## Consigna A
Duplique sin cambios el pasaje del artículo sobre el anonimato de los yihadistas que empieza con las palabras "Traducción de María" y concluye con "cometen un atentado.".
## Consigna B
Según el artículo sobre el anonimato de los yihadistas, ¿qué dejó en su camión el asesino múltiple de Niza?

## Texto proporcionado
A la noche de los
hombres infames/Bernard-Henri Lévy es uno de los fundadores del movimiento “Nouveaux Philosophes” (Nuevos Filósofos) y autor de, entre otros, el libro Left in Dark Times: A Stand Against the New Barbarism [La izquierda en tiempos oscuros: una toma de posición contra la nueva barbarie].
Traducción de María Luisa Rodríguez Tapia
El País, 4 de agosto de 2016.
Existen al menos tres
motivos para dejar en el anonimato a los yihadistas que cometen un atentado.
El primero es que dar
sus nombres, difundir una y otra vez sus rostros, en vida o una vez muertos,
convertirles en protagonistas mundiales de este espectáculo en que se ha
convertido la guerra terrorista, equivale a hacer realidad uno de sus últimos
deseos: al fin y al cabo, los asesinos del Bataclan pidieron a sus rehenes,
unos minutos antes de la matanza, que llamaran sin cesar a las cadenas de
informativos, y el islamista del supermercado exigió a una de esas cadenas que
modificara sus créditos y su cinta continua. Y no es casualidad que el asesino
múltiple de Niza dejara en su camión, como prueba, su carnet de identidad.

## Datos sin procesar
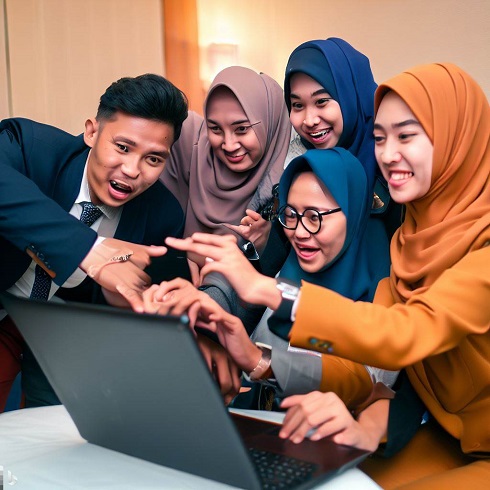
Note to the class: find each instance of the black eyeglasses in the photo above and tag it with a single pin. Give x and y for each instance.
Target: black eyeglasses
(311, 219)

## Respuesta final A
Traducción de María Luisa Rodríguez Tapia
El País, 4 de agosto de 2016.
Existen al menos tres
motivos para dejar en el anonimato a los yihadistas que cometen un atentado.

## Respuesta final B
Su carnet de identidad.